What you are asked to do: Edit the lines from the one containing "the coat sleeve?" through the end of the records, both included, so that "capture" becomes "image" and nothing else changes.
— Begin Records supplied —
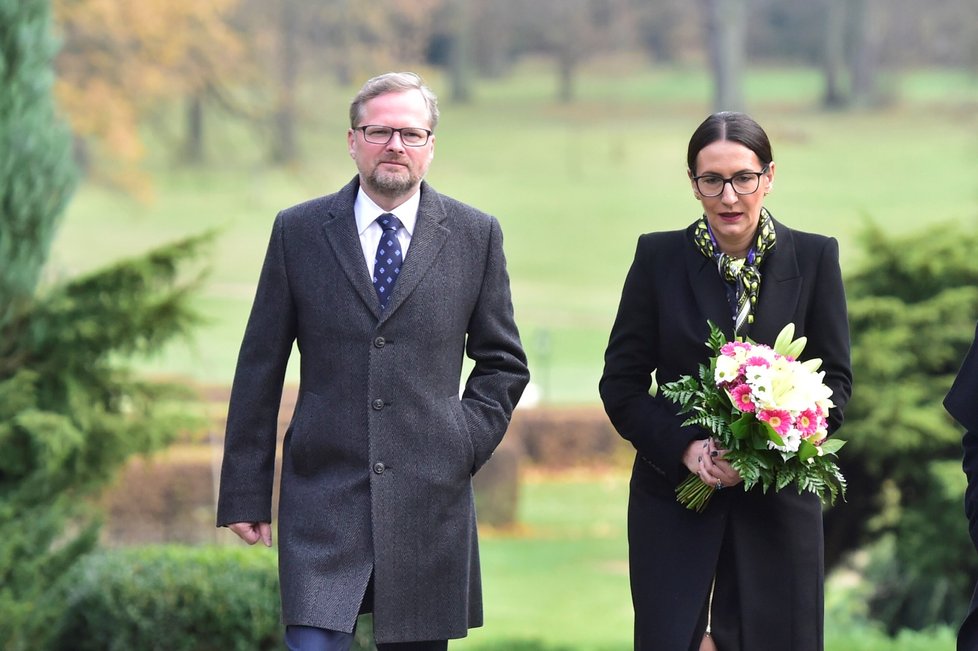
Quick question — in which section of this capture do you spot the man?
[217,73,529,651]
[944,328,978,651]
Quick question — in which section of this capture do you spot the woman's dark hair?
[686,111,774,174]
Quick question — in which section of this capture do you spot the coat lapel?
[381,182,451,321]
[323,178,381,319]
[685,223,733,340]
[749,221,804,344]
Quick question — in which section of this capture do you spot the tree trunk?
[449,0,472,103]
[183,92,204,164]
[703,0,746,111]
[272,0,299,163]
[822,0,848,108]
[850,0,882,106]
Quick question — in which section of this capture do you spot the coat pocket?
[288,391,326,475]
[448,396,475,475]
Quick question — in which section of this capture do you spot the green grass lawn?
[451,471,953,651]
[48,63,978,403]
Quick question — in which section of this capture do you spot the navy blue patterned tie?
[374,212,402,309]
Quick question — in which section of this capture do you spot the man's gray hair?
[350,72,438,131]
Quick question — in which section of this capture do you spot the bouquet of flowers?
[653,322,846,512]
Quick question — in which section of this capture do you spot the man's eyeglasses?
[693,165,768,198]
[354,124,431,147]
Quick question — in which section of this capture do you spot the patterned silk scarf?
[693,208,775,336]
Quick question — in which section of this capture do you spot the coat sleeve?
[217,214,296,526]
[462,218,530,473]
[804,237,852,434]
[944,328,978,549]
[599,236,707,484]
— End Records supplied —
Output:
Quick question — in which section of this image do you spot the coat sleeve?
[217,214,296,526]
[462,218,530,473]
[804,237,852,434]
[944,328,978,549]
[599,236,707,484]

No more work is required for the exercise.